## STATED TASK A:
Starting at the row line that has "and find white" and running through the last line of the rows, write those lines out again with "countertop" swapped for "counter" and nothing else changed.

It is not on Vancouver's Island that gold has
been found; but, except a little upon
Charlotte's Island, to the north of it, the yield is
beside the rivers of the mainland opposite.
The formation of the mountain chains is
probably throughout similar to that of the
gold-producing rocks of California. The
new diggings are, in fact, only on a more
northern part of the same grand range on
which the Californians depend for treasure.
The ports of the new gold country, and the
homes of those miners who settle on the spot
and invest earnings in trade and agriculture,
will be on Vancouver's Island. The shore of
the mainland in the Gulf of Georgia is rugged
and dangerous, and of the country in the
interior, not much is known. It was first
approached by the British fur-traders over
the Rocky Mountains, when Mr. Simon Frazer,
partner in the north-west company,
established a trading-fort on Frazer Lake, and
gave his name to Frazer River. This is the
gold-bearing river, now sought by
adventurers. It falls into the sea opposite the
southern or colonised end of Vancouver's
Island, and only a few miles short of the
boundary of our American possessions.

## EXTRACTED RECORDS:
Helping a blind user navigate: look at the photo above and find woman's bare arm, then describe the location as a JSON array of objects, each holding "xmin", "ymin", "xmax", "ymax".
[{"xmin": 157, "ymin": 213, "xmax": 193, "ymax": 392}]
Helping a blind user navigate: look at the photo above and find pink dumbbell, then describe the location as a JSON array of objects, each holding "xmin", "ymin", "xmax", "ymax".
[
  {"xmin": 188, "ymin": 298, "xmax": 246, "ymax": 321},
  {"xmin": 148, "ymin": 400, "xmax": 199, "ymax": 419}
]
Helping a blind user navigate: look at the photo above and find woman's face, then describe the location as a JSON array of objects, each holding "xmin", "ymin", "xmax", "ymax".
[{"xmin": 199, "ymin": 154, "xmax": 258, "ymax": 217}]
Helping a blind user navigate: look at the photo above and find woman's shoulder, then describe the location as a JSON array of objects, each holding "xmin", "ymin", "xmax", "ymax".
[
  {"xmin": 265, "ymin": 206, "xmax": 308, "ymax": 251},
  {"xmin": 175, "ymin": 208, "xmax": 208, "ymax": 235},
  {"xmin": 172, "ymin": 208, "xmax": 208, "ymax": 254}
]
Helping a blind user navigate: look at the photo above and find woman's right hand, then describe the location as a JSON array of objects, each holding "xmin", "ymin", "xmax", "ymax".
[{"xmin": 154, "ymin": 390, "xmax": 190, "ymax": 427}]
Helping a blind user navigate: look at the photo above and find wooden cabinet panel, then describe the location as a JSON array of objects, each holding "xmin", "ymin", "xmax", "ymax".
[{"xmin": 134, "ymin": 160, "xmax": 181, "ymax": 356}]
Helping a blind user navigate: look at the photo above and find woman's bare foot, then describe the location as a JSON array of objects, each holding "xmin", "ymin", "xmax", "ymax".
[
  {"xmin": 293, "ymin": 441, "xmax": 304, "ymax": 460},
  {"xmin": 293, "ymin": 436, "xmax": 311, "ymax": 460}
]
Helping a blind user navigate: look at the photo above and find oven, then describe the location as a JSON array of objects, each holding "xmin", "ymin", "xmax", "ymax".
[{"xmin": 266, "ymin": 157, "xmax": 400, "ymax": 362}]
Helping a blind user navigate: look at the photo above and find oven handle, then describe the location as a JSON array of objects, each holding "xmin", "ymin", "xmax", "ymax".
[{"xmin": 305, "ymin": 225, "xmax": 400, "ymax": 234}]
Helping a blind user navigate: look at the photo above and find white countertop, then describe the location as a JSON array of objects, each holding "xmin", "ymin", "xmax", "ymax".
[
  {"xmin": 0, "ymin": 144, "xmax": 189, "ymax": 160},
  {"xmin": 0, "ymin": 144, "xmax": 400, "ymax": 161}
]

## STATED TASK B:
Mark each statement yes or no according to the passage on the Frazer River gold, quoting the words that decide it: (i) Gold has been found on Vancouver's Island. (ii) Simon Frazer gave his name to Frazer River. (iii) The shore of the mainland in the Gulf of Georgia is described as safe.

## SOLUTION A:
Helping a blind user navigate: look at the photo above and find white counter, then describe the location as a JSON array of objects, each holding "xmin", "ymin", "xmax", "ymax".
[
  {"xmin": 0, "ymin": 144, "xmax": 189, "ymax": 160},
  {"xmin": 0, "ymin": 144, "xmax": 400, "ymax": 161}
]

## SOLUTION B:
(i) No: "It is not on Vancouver's Island that gold has been found"
(ii) Yes: "gave his name to Frazer River"
(iii) No: "The shore of the mainland in the Gulf of Georgia is rugged and dangerous"